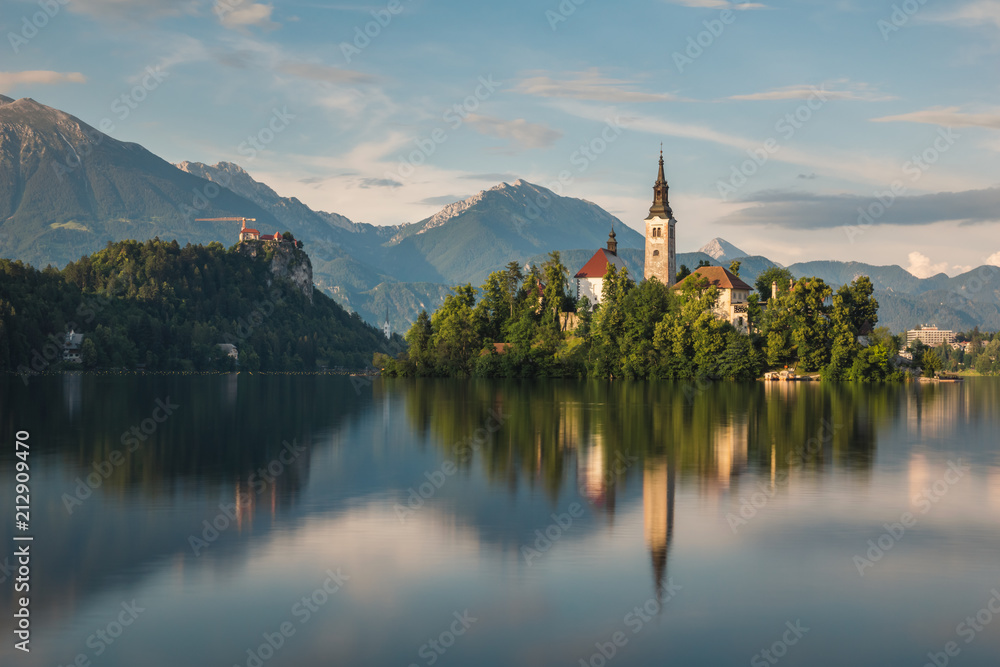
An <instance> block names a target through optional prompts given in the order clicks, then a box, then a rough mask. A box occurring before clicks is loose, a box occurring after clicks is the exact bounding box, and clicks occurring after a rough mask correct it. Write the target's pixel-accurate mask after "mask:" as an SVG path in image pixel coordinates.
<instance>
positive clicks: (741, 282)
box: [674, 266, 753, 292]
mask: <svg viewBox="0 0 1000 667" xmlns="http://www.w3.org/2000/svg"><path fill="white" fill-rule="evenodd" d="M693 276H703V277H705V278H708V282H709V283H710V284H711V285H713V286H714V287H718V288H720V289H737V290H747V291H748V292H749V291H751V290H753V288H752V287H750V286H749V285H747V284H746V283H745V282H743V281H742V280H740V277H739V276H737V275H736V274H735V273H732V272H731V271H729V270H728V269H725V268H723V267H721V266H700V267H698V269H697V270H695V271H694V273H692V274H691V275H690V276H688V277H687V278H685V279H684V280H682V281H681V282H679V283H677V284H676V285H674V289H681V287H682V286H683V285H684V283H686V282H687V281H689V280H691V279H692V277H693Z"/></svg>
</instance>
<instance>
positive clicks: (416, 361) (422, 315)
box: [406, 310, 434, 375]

--

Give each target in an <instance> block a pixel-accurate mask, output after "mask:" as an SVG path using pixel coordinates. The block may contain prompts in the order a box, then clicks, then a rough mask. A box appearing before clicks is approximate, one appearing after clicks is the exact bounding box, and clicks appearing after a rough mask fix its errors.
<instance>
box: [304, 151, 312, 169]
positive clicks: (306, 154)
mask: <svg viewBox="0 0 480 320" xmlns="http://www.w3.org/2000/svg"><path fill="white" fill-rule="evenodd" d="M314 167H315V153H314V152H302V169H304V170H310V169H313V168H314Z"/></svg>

Work instructions | Go through the listing above and locate each line that holds the word "before". Copy those lines.

Response to the exercise |
An <instance> block names a target through optional prompts given in the order clicks, then a box, then a rough mask. A box occurring before clicks is loose, a box occurring after clicks is the exact bounding box, and clicks occurring after a rough mask correct it. Write the target's pixel-accurate mask after "mask:" as an SVG path in image pixel coordinates.
Give each target in an <instance> block a pixel-accurate mask, output after "mask:" as an SVG path using pixel coordinates. The block may contain prompts in the order a box, then clicks, then a rough mask. A box appearing before clicks is approximate, one appearing after clicks is the exact bounding box, and clicks appearing after a rough mask fix its errors.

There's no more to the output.